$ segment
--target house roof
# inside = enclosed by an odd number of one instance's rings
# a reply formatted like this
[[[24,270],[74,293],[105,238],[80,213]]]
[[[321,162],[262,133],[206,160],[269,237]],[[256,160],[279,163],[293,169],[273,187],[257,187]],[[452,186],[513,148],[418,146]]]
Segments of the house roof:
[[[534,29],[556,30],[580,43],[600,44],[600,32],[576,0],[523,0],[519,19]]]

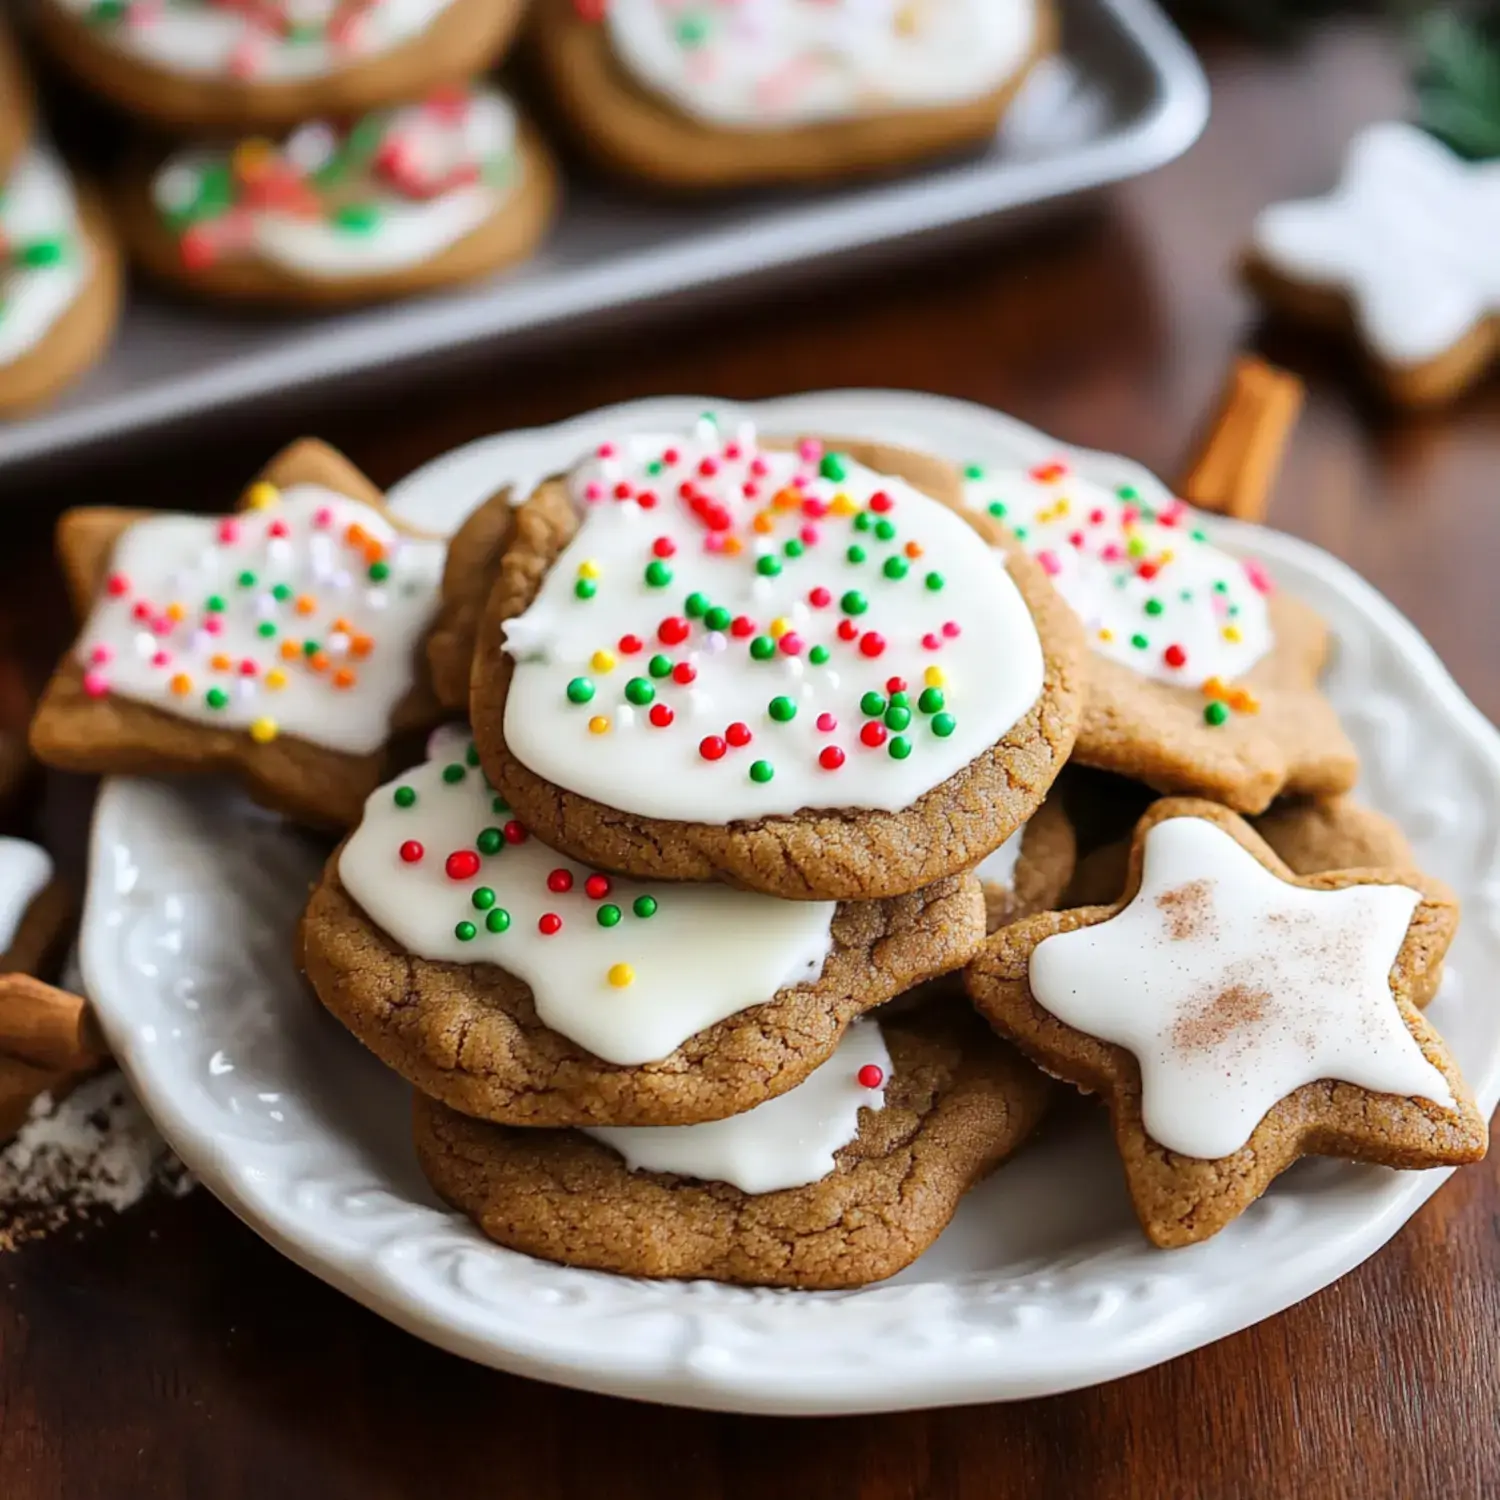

☆ ☆ ☆ ☆

## What you have to do
A picture-free version of all the records, repeated exactly, is what to return.

## Output
$ segment
--target house roof
# inside = enclosed by an odd number of one instance's rings
# a reply formatted like this
[[[24,270],[74,293],[105,238],[80,213]]]
[[[321,162],[262,133],[206,160],[269,237]],[[256,160],[279,163],[293,169],[273,187],[257,187]],[[452,186],[513,148],[418,146]]]
Segments of the house roof:
[[[534,29],[556,30],[580,43],[600,44],[600,32],[576,0],[523,0],[519,19]]]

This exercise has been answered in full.